• [Saved entries]:
((
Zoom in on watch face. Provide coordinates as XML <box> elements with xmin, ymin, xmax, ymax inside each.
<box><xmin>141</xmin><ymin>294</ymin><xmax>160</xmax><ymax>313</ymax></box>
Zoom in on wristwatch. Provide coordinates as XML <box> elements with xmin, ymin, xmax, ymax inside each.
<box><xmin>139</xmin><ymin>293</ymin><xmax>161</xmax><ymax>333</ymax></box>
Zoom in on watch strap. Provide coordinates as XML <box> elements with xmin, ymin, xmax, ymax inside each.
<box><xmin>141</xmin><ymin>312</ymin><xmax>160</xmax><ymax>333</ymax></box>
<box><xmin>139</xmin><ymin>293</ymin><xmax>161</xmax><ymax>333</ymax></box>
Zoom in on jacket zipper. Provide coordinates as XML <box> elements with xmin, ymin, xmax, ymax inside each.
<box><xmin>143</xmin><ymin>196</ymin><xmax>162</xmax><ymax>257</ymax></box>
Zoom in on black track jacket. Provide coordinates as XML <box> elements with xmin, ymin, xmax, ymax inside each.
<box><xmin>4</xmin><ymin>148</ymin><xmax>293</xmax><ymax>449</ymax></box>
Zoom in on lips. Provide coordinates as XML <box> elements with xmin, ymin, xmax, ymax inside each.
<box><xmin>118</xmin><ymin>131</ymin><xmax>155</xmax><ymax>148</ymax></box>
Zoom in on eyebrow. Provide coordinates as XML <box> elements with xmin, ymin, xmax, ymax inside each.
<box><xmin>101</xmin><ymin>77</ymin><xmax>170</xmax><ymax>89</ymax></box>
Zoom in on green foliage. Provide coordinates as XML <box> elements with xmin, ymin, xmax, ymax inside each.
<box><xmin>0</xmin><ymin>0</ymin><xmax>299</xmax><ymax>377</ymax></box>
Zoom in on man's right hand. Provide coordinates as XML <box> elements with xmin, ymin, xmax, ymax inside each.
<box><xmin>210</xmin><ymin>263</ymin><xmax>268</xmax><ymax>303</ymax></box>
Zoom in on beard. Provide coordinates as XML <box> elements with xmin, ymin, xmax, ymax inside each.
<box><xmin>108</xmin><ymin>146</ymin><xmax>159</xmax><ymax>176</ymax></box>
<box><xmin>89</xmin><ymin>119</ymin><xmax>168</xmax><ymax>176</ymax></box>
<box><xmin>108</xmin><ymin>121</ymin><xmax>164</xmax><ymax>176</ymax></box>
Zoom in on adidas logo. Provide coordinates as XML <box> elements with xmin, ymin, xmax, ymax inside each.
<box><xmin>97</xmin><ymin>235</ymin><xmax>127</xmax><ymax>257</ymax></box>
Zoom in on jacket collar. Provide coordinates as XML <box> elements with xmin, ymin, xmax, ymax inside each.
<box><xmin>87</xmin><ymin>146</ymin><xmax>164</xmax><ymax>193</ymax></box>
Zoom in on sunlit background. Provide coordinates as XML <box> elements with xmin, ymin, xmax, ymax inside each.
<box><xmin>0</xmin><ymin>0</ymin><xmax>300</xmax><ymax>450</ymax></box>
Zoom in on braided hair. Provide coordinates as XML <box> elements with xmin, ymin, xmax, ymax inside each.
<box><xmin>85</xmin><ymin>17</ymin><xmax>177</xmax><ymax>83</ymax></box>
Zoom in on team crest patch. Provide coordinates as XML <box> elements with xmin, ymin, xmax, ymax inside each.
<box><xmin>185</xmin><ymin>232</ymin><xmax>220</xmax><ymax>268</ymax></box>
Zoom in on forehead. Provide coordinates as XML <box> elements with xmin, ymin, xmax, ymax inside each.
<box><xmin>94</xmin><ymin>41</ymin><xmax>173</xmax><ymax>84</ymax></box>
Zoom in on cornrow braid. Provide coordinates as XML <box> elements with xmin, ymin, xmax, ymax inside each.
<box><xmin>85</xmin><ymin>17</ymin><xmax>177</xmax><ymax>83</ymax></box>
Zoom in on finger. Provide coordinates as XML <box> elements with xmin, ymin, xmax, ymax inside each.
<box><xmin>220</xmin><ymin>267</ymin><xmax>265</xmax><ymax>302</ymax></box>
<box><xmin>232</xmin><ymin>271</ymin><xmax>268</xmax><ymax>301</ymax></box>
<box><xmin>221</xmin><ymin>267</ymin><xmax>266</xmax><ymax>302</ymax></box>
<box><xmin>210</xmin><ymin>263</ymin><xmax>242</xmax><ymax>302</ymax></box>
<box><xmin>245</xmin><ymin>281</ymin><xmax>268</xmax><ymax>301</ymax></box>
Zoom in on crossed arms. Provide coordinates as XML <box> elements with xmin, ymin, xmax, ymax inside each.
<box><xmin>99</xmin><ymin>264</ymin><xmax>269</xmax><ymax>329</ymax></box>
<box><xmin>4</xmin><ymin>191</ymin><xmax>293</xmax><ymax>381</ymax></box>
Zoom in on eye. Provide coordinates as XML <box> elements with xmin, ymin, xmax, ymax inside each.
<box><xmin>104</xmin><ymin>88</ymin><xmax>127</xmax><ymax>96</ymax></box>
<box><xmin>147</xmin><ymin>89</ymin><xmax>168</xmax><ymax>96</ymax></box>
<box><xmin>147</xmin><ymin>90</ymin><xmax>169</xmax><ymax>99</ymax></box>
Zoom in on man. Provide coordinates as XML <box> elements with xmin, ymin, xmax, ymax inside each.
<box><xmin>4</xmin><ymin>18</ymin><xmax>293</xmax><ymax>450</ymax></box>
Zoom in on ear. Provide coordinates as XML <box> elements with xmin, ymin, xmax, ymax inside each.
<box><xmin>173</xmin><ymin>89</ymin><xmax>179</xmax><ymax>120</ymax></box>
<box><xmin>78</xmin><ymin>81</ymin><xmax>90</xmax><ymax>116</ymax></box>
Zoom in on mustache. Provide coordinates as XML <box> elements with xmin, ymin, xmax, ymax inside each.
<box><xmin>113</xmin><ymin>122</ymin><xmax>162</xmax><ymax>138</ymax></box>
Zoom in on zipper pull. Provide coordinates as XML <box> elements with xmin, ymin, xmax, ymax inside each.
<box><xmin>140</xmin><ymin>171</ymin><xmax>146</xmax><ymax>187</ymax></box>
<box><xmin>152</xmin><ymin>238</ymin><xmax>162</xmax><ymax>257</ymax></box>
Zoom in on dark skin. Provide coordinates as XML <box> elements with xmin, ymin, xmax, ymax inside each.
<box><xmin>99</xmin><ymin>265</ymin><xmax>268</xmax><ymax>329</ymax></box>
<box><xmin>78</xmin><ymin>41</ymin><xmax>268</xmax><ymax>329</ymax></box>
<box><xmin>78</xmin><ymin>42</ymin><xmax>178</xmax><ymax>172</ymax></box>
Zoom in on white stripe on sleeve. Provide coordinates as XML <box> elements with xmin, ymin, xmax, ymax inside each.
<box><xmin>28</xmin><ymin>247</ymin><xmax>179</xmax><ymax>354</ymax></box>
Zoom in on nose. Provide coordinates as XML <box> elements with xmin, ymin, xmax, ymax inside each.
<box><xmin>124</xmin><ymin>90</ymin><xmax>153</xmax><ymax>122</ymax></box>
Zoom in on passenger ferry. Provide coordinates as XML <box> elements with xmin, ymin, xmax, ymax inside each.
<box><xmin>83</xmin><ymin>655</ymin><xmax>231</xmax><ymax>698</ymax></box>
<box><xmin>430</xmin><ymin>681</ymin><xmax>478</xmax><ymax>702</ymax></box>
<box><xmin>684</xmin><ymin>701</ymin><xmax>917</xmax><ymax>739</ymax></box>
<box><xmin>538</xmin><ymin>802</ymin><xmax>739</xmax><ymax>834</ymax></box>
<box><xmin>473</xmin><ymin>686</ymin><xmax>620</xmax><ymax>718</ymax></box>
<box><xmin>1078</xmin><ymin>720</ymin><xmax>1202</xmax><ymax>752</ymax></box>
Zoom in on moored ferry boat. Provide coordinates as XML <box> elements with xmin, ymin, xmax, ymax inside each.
))
• [Exercise objective]: What you write should match, character for character, the lines from the one with "Zoom in on nose." to the end of the data, both included.

• [Exercise result]:
Zoom in on nose. Provide coordinates as XML <box> elements with xmin, ymin, xmax, ymax inside each.
<box><xmin>124</xmin><ymin>90</ymin><xmax>153</xmax><ymax>122</ymax></box>
Zoom in on passenger ferry. Provide coordinates as XML <box> elements with xmin, ymin, xmax, ymax inside each.
<box><xmin>83</xmin><ymin>655</ymin><xmax>231</xmax><ymax>698</ymax></box>
<box><xmin>430</xmin><ymin>681</ymin><xmax>478</xmax><ymax>702</ymax></box>
<box><xmin>684</xmin><ymin>701</ymin><xmax>917</xmax><ymax>739</ymax></box>
<box><xmin>538</xmin><ymin>802</ymin><xmax>739</xmax><ymax>834</ymax></box>
<box><xmin>473</xmin><ymin>686</ymin><xmax>620</xmax><ymax>718</ymax></box>
<box><xmin>1078</xmin><ymin>720</ymin><xmax>1202</xmax><ymax>752</ymax></box>
Zoom in on moored ferry boat. Provide coordinates as XML <box> elements with xmin, ymin, xmax, ymax inside each.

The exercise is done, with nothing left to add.